Start of Block

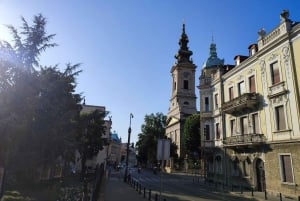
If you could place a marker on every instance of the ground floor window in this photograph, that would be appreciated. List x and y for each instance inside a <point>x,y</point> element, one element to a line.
<point>218,164</point>
<point>235,168</point>
<point>246,168</point>
<point>286,168</point>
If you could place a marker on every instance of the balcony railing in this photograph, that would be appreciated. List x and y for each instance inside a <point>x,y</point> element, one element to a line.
<point>205,81</point>
<point>245,139</point>
<point>245,103</point>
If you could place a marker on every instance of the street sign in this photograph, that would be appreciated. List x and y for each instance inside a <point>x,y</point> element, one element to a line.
<point>163,149</point>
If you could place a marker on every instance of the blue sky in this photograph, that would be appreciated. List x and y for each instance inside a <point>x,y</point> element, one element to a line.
<point>127,47</point>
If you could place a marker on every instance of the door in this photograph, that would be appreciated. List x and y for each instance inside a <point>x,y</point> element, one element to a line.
<point>260,175</point>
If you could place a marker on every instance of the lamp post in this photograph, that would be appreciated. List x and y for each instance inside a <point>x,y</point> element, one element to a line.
<point>129,132</point>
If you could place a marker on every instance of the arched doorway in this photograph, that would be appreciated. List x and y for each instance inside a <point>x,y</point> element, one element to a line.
<point>260,175</point>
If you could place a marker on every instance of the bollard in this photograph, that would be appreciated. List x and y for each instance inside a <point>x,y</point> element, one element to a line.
<point>149,197</point>
<point>266,195</point>
<point>280,196</point>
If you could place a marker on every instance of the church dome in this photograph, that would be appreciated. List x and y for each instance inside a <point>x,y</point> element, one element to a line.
<point>213,59</point>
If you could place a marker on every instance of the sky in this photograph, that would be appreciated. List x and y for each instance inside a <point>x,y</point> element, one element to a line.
<point>126,47</point>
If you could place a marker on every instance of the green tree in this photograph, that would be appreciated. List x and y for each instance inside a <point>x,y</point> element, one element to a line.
<point>40,106</point>
<point>30,42</point>
<point>89,137</point>
<point>152,130</point>
<point>192,135</point>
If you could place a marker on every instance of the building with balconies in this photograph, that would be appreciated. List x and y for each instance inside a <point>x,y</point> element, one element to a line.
<point>250,133</point>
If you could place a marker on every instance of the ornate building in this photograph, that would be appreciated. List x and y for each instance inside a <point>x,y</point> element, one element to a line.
<point>250,114</point>
<point>183,98</point>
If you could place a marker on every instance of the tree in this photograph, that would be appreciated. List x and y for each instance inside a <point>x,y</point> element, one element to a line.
<point>40,108</point>
<point>89,136</point>
<point>192,135</point>
<point>152,130</point>
<point>31,43</point>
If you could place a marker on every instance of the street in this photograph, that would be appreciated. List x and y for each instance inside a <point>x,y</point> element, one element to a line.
<point>180,187</point>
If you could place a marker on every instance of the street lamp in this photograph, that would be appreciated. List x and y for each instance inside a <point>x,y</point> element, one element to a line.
<point>129,132</point>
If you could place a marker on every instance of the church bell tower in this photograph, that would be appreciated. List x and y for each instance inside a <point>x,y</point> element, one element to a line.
<point>183,98</point>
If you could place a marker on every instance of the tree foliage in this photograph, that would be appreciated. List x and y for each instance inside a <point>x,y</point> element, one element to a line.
<point>91,127</point>
<point>192,135</point>
<point>40,109</point>
<point>152,130</point>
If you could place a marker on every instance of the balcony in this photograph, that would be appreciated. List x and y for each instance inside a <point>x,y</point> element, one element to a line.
<point>205,81</point>
<point>245,139</point>
<point>242,104</point>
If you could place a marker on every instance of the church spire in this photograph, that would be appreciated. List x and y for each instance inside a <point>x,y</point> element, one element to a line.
<point>213,59</point>
<point>184,53</point>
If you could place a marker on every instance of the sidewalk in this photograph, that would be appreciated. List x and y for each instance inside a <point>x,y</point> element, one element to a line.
<point>115,189</point>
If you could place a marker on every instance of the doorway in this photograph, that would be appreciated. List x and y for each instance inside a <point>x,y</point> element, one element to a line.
<point>260,175</point>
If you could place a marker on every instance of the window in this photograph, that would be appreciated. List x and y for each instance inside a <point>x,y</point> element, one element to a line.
<point>218,131</point>
<point>185,84</point>
<point>246,168</point>
<point>231,96</point>
<point>275,75</point>
<point>255,125</point>
<point>241,88</point>
<point>206,104</point>
<point>235,168</point>
<point>218,164</point>
<point>252,87</point>
<point>280,118</point>
<point>232,127</point>
<point>206,132</point>
<point>244,125</point>
<point>216,101</point>
<point>286,168</point>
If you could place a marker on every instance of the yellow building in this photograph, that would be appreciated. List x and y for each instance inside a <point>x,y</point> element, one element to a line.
<point>250,114</point>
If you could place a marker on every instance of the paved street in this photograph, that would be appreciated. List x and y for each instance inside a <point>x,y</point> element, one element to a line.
<point>175,187</point>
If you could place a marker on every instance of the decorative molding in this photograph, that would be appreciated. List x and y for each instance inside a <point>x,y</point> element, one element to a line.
<point>251,71</point>
<point>262,64</point>
<point>273,57</point>
<point>286,59</point>
<point>241,77</point>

End of Block

> **Problem to solve**:
With the pictures removed, return the listing above in its exact original wording.

> **Solution for this task**:
If you could place a marker on every instance of the ground floor window in this photograph, that would be appreciated. List x and y for each instance inside a <point>x,y</point> element, one element to a line.
<point>218,164</point>
<point>235,168</point>
<point>246,168</point>
<point>286,168</point>
If you could place a marker on every instance of the balcony railing in this photograph, that would be appreciated. List x and y for each instance inside a <point>x,y</point> element, one element to a line.
<point>205,81</point>
<point>245,139</point>
<point>245,103</point>
If you could place a marker on every instance of the street sign in this photograph, that would be appreciated. List x and y for each instance inside a <point>x,y</point> element, one element to a line.
<point>163,149</point>
If you could place a marker on every instance of the blue sky in this photograph, that would be appreciated. List x and y for each instance inside a <point>x,y</point> element, one element to a line.
<point>127,47</point>
If you could place a marker on every instance of the door in this photograph, that would be appreciated. List x and y for each instance inside a <point>x,y</point> element, one element to a line.
<point>260,175</point>
If you could place a marker on every instance of the lamp post in this photograph, that would be appreciated. List x and y for each instance inside a <point>x,y</point> element, one element to a line.
<point>129,132</point>
If you could place a marker on every instance of the arched doorway in this photograph, that would be appreciated. List x and y for each instance inside a <point>x,y</point> element, one element to a line.
<point>260,175</point>
If you could place a marker on every instance of the bollard in this photograph, that would be appreciated. List x and y for each instance inside a <point>x,y</point> element, one element to a line.
<point>149,197</point>
<point>266,195</point>
<point>280,196</point>
If you could place a marker on every instance of the church dome in this photograph, that would be appreciated. List x and y for each instance inside a <point>x,y</point> element, one element to a line.
<point>213,59</point>
If you could place a marker on every instance of the sky in this photograph, that would be appreciated. List x and y for each instance inside a <point>x,y</point> element, one element to a line.
<point>126,47</point>
If you could place a marker on every instance of the green tree in this photograph, that would be appreciated. List x and y for each instance inside a <point>x,y</point> element, one element to a line.
<point>40,106</point>
<point>30,42</point>
<point>89,137</point>
<point>152,130</point>
<point>192,135</point>
If you could place a marker on every instance of the building with balconies in this photograph, that would be appreciated. List x and y for each instance inside a <point>x,y</point> element, one element to a line.
<point>250,133</point>
If you could place a marker on every instance of the ornate building in this photograph, that would be appreciated. List x and y for each instance inside a <point>x,y</point> element, one element to a line.
<point>250,114</point>
<point>183,98</point>
If you could place a marker on every instance of the tree in this photograph, that would be appreciated. List x and y for each instance inside a <point>x,y</point> element, one element to a line.
<point>40,108</point>
<point>89,136</point>
<point>192,135</point>
<point>152,130</point>
<point>31,43</point>
If you could place a marker on every instance of the street in this photograph, that would be appreciated. List x and y for each instance inside a <point>x,y</point> element, one element to a line.
<point>180,187</point>
If you could place a marker on every instance of the street lamp in this photograph, that would be appreciated. List x and y for each instance inside a <point>x,y</point> element, one element to a line.
<point>129,132</point>
If you could place a marker on every instance of the church bell tower in this photograph, that would be appreciated. List x and y for each instance inside a <point>x,y</point> element, one element to a line.
<point>183,98</point>
If you could place a marker on every instance of the tree foliage in this photograph, that would be appreciated. List x and y for each instance inside a <point>x,y</point> element, one element to a line.
<point>91,127</point>
<point>192,135</point>
<point>40,109</point>
<point>152,130</point>
If you could place a marker on every instance of the balcony in this photograph, that would be appreciated. List x and y for each instance inside a <point>x,y</point> element, one element to a line.
<point>205,81</point>
<point>245,139</point>
<point>242,104</point>
If you could place a marker on every instance of the church spire in this photograph, that would be appreciated. List x and y for each instance inside a <point>x,y</point> element, one element to a line.
<point>213,59</point>
<point>184,53</point>
If you could place a marker on every instance of the sidewalk in this photograph, that would be appreciated. List x and y for each instance inside a <point>x,y</point> element, one element to a line.
<point>115,189</point>
If you could place a marker on every instance of the doorway in this photograph, that would be appreciated. List x and y for each instance inside a <point>x,y</point> element, one element to a line.
<point>260,175</point>
If you could place a marker on every instance of the window in this photograph, that would be appreciated. List x and y for each instance inside a <point>x,y</point> element, one element to a line.
<point>218,131</point>
<point>185,84</point>
<point>246,168</point>
<point>231,96</point>
<point>275,75</point>
<point>255,125</point>
<point>241,88</point>
<point>206,104</point>
<point>235,168</point>
<point>218,164</point>
<point>252,87</point>
<point>280,118</point>
<point>232,127</point>
<point>206,132</point>
<point>244,125</point>
<point>216,101</point>
<point>286,168</point>
If you could place a marker on every instance of the yellow building in this photograph, that would be appreciated. List x and y for each instance inside a <point>x,y</point> element, one element to a line.
<point>250,114</point>
If you could place a marker on every instance of the paved street in this photograph, that would be appreciated. List x and y for each instance inside a <point>x,y</point> element, one element to a line.
<point>175,187</point>
If you could place a marker on every instance of the decorative molding in this photograph, that would be appreciated. List x and y for each instance inside a <point>x,y</point> element, one element to a line.
<point>251,71</point>
<point>262,64</point>
<point>273,57</point>
<point>286,59</point>
<point>241,77</point>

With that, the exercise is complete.